Reproduce every item below verbatim, changing nothing.

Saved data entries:
□ □ □ □ □ □ □

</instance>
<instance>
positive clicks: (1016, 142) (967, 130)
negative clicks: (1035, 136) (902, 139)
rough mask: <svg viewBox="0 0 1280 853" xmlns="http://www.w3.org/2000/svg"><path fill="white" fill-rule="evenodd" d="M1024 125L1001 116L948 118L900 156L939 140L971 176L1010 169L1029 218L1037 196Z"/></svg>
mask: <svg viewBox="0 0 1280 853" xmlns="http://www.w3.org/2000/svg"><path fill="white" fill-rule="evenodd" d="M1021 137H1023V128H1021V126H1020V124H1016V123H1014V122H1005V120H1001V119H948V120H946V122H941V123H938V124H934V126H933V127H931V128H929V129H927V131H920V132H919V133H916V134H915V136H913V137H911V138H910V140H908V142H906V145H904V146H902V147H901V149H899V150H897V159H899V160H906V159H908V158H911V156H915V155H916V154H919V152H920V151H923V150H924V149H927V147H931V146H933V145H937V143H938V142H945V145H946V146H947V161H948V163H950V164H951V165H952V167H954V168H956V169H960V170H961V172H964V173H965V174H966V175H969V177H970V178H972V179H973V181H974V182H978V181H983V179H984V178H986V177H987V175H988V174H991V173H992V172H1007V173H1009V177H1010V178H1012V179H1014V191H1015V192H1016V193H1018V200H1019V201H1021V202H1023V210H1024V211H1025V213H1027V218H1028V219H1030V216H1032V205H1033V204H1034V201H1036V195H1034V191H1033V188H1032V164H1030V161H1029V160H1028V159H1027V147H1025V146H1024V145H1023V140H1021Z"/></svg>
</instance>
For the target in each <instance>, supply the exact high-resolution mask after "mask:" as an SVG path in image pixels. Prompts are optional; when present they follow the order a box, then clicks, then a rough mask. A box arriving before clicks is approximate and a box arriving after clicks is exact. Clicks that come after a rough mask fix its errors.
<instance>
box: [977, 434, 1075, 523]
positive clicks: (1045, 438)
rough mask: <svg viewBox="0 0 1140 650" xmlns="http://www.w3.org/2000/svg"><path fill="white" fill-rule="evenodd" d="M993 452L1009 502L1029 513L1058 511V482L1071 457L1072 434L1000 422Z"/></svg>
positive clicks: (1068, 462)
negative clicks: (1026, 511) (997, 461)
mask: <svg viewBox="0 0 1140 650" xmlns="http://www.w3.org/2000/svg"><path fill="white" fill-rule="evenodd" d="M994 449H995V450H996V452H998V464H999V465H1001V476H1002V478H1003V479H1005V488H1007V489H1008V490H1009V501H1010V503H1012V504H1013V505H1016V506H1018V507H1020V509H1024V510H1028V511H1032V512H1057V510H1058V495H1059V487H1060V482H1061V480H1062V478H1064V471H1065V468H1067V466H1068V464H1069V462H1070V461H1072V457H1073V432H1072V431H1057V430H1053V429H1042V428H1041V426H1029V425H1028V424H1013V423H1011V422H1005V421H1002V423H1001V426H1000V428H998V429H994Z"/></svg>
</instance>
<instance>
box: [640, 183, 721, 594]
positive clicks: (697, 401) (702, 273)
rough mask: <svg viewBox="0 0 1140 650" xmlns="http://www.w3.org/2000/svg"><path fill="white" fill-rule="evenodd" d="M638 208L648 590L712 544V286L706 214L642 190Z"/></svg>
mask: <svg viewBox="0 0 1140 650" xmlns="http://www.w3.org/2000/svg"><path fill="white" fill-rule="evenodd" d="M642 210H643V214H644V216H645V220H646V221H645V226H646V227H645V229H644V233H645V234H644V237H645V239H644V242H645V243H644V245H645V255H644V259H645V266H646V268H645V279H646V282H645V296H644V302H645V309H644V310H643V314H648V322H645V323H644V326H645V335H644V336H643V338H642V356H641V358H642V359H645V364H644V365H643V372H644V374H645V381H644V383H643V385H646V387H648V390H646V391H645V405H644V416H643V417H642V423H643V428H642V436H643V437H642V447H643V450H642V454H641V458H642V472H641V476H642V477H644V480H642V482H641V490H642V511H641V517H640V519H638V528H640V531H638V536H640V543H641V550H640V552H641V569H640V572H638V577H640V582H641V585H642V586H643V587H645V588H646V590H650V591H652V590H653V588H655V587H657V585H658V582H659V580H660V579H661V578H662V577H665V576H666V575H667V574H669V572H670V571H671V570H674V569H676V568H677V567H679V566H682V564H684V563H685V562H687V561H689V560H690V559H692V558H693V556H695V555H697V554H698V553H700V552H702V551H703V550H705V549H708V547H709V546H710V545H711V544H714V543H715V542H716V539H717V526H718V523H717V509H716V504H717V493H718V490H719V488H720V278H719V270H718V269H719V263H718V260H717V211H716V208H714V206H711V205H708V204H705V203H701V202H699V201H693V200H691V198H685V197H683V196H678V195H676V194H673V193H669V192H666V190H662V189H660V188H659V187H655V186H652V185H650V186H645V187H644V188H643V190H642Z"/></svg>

□ □ □ □ □ □ □

_EXERCISE ANSWER:_
</instance>
<instance>
positive clicks: (1016, 142) (967, 130)
negative clicks: (1035, 136) (902, 139)
rough mask: <svg viewBox="0 0 1280 853" xmlns="http://www.w3.org/2000/svg"><path fill="white" fill-rule="evenodd" d="M1024 125L1001 116L948 118L900 156L939 140L971 176L1010 169L1029 218L1037 196Z"/></svg>
mask: <svg viewBox="0 0 1280 853" xmlns="http://www.w3.org/2000/svg"><path fill="white" fill-rule="evenodd" d="M1021 137H1023V128H1021V126H1020V124H1016V123H1014V122H1005V120H1001V119H948V120H946V122H941V123H938V124H934V126H933V127H931V128H929V129H927V131H920V132H919V133H916V134H915V136H913V137H911V138H910V140H908V142H906V145H904V146H902V147H901V149H899V150H897V159H899V160H906V159H908V158H911V156H915V155H916V154H919V152H920V151H923V150H924V149H927V147H931V146H933V145H937V143H938V142H945V145H946V146H947V161H948V163H950V164H951V165H952V167H954V168H956V169H960V170H961V172H964V173H965V174H966V175H969V177H970V178H972V179H973V181H974V182H978V181H983V179H984V178H986V177H987V175H988V174H991V173H992V172H1007V173H1009V177H1010V178H1012V179H1014V191H1015V192H1016V193H1018V200H1019V201H1021V202H1023V210H1024V211H1025V213H1027V218H1028V219H1030V216H1032V205H1033V204H1034V201H1036V195H1034V191H1033V188H1032V164H1030V161H1029V160H1028V159H1027V147H1025V146H1024V145H1023V140H1021Z"/></svg>
</instance>
For the target in each <instance>, supply the exact high-resolution mask after "mask:" as an SVG path in image pixels. Prompts are optional; when present they follow the order a box, then clicks, then a rough mask. A box arriving before clicks is approximate and a box arriving after clicks is exact. Clicks that come after a rough mask fix its errors.
<instance>
box: [977, 434, 1075, 523]
positive clicks: (1045, 438)
rough mask: <svg viewBox="0 0 1140 650" xmlns="http://www.w3.org/2000/svg"><path fill="white" fill-rule="evenodd" d="M993 452L1009 502L1029 513L1058 511V482L1071 457L1072 434L1000 422Z"/></svg>
positive clicks: (1068, 462)
negative clicks: (1026, 511) (997, 461)
mask: <svg viewBox="0 0 1140 650" xmlns="http://www.w3.org/2000/svg"><path fill="white" fill-rule="evenodd" d="M994 449H995V450H996V452H998V464H999V465H1001V476H1002V478H1003V479H1005V488H1007V489H1008V490H1009V501H1010V503H1012V504H1013V505H1016V506H1018V507H1020V509H1024V510H1028V511H1032V512H1057V510H1058V495H1059V487H1060V482H1061V480H1062V478H1064V471H1065V468H1067V466H1068V464H1069V462H1070V461H1072V457H1073V432H1072V431H1057V430H1053V429H1042V428H1041V426H1029V425H1028V424H1013V423H1011V422H1005V421H1002V423H1001V426H1000V428H998V429H994Z"/></svg>
</instance>
<instance>
box: [640, 183, 721, 594]
positive clicks: (697, 401) (702, 273)
rough mask: <svg viewBox="0 0 1140 650" xmlns="http://www.w3.org/2000/svg"><path fill="white" fill-rule="evenodd" d="M638 208L648 590L712 544V286L706 214L642 190Z"/></svg>
mask: <svg viewBox="0 0 1140 650" xmlns="http://www.w3.org/2000/svg"><path fill="white" fill-rule="evenodd" d="M642 210H643V214H644V216H645V220H646V221H645V226H646V227H645V229H644V233H645V234H644V237H645V239H644V242H645V243H644V245H645V255H644V259H645V266H646V268H645V279H646V282H645V296H644V302H645V309H644V310H643V314H648V322H645V323H644V326H645V335H644V336H643V338H642V356H641V358H642V359H645V364H644V365H643V372H644V374H645V381H644V383H643V385H646V387H648V390H646V391H645V405H644V416H643V417H642V423H643V428H642V436H643V437H642V447H643V450H642V454H641V458H642V472H641V476H642V477H644V480H642V482H641V490H642V511H641V517H640V519H638V528H640V531H638V536H640V543H641V550H640V552H641V569H640V572H638V577H640V582H641V585H642V586H643V587H645V588H646V590H650V591H652V590H653V588H655V587H657V585H658V582H659V580H660V579H661V578H662V577H665V576H666V575H667V574H669V572H670V571H671V570H674V569H676V568H677V567H679V566H682V564H684V563H685V562H687V561H689V560H690V559H692V558H693V556H695V555H697V554H698V553H700V552H702V551H703V550H705V549H708V547H709V546H710V545H711V544H714V543H715V542H716V539H717V526H718V523H717V509H716V504H717V493H718V490H719V488H720V278H719V270H718V269H719V263H718V260H717V211H716V208H714V206H711V205H708V204H705V203H701V202H699V201H693V200H691V198H685V197H683V196H678V195H676V194H673V193H669V192H666V190H662V189H660V188H659V187H655V186H652V185H650V186H645V187H644V188H643V190H642Z"/></svg>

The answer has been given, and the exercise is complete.